(begin)
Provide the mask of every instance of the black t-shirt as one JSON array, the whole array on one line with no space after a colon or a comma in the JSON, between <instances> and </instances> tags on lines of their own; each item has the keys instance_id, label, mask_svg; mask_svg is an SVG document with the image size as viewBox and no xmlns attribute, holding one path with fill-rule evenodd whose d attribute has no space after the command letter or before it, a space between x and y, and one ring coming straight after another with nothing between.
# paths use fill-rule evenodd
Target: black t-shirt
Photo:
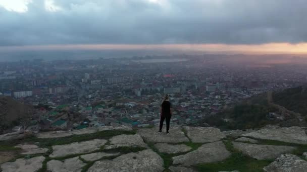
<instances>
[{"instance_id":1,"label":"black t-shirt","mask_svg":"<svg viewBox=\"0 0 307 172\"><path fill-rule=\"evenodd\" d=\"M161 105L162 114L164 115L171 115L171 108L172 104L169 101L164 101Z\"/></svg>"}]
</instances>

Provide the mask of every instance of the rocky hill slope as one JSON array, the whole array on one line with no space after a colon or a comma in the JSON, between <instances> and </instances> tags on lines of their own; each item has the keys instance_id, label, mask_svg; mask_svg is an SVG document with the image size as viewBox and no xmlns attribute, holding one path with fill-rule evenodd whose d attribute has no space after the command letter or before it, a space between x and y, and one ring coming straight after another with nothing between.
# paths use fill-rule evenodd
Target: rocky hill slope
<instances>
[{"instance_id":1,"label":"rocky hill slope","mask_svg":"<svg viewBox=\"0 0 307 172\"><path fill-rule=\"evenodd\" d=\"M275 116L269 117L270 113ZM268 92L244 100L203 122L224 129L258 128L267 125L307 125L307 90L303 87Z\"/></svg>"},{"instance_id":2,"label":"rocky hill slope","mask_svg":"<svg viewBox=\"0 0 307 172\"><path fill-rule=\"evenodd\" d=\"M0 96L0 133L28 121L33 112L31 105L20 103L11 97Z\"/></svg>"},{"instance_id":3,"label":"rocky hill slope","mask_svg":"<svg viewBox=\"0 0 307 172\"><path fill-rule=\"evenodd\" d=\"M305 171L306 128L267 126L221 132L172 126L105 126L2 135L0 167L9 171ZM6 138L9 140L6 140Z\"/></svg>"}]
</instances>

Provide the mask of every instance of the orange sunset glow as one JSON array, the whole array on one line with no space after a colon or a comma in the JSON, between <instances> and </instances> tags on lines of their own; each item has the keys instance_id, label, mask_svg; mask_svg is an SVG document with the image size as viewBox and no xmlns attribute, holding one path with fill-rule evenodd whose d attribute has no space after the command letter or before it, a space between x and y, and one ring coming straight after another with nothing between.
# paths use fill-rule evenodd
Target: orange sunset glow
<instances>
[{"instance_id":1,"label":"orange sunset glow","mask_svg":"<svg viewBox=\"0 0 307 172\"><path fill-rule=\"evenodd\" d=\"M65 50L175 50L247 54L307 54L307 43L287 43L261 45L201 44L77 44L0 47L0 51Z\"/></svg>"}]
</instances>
(end)
(begin)
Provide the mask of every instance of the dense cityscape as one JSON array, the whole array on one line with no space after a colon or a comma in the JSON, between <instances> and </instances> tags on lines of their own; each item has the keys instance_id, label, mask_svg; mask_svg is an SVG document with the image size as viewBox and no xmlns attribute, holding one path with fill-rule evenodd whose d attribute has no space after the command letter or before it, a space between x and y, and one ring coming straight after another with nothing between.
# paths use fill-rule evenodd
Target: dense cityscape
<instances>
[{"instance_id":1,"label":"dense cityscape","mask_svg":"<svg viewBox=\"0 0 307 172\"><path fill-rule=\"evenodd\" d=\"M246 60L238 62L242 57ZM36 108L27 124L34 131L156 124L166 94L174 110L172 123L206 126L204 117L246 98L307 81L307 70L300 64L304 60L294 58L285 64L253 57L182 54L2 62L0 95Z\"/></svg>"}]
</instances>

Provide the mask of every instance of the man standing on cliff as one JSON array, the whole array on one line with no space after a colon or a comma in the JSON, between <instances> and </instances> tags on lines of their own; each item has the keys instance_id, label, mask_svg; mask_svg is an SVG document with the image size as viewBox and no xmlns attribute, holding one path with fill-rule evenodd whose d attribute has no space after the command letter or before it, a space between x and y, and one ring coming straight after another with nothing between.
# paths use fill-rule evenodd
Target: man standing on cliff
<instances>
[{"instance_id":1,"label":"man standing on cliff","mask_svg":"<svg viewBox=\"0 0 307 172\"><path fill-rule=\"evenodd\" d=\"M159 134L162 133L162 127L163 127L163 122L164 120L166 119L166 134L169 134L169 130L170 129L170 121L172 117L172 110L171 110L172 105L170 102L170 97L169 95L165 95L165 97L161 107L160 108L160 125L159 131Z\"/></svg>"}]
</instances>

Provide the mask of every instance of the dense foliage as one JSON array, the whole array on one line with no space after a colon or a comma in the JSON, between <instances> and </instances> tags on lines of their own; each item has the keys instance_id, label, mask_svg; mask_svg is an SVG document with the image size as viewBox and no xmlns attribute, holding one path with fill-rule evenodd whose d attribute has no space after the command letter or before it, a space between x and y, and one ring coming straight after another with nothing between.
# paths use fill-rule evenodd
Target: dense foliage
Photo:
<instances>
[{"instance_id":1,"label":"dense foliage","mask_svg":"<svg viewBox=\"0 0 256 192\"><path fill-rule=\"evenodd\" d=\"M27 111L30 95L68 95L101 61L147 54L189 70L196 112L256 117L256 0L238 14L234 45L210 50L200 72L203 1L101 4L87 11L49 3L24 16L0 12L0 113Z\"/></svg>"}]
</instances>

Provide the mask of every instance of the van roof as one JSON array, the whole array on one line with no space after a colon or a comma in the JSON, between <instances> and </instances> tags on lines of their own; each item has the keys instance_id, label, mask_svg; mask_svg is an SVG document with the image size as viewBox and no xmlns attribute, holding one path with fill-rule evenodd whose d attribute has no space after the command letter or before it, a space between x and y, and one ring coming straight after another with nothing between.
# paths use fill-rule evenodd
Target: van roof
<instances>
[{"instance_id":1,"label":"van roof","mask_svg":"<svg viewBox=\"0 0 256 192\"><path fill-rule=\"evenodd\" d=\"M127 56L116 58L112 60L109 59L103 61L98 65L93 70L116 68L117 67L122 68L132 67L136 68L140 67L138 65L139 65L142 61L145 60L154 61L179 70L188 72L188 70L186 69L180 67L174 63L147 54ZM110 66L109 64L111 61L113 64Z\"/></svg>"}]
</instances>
(end)
(begin)
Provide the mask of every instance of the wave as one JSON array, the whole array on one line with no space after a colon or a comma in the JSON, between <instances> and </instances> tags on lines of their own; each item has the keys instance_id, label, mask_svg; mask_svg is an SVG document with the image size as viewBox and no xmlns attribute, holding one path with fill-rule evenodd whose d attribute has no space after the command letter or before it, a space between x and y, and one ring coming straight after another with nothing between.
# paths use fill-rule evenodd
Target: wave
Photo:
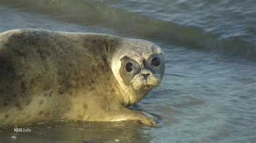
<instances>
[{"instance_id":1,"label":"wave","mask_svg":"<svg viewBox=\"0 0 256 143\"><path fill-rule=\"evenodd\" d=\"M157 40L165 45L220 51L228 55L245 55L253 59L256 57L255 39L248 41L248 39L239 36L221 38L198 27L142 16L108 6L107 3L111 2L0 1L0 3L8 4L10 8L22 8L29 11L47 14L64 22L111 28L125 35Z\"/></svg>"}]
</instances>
(end)
### STATED TASK
Show each line in the items above that contains the string "wave", treating uppercase and lowercase as different.

### THE ANSWER
Provide the mask of every instance of the wave as one JSON array, the whole array on one line with no space after a colon or a comma in the JSON, between <instances> and </instances> tags on lines of their own; each item has the keys instance_id, label, mask_svg; mask_svg is an SVG document with the image size as viewBox and no xmlns attribute, holding one path with fill-rule evenodd whose d attribute has no space after the command letter or before it, a space between x and y, and one ring coming straight after another with nothing between.
Target: wave
[{"instance_id":1,"label":"wave","mask_svg":"<svg viewBox=\"0 0 256 143\"><path fill-rule=\"evenodd\" d=\"M157 40L165 45L220 51L228 55L245 55L253 59L256 57L255 39L248 41L248 39L239 36L221 38L198 27L142 16L108 6L107 3L111 2L0 1L0 3L8 4L10 8L22 8L29 11L47 14L64 22L111 28L125 35Z\"/></svg>"}]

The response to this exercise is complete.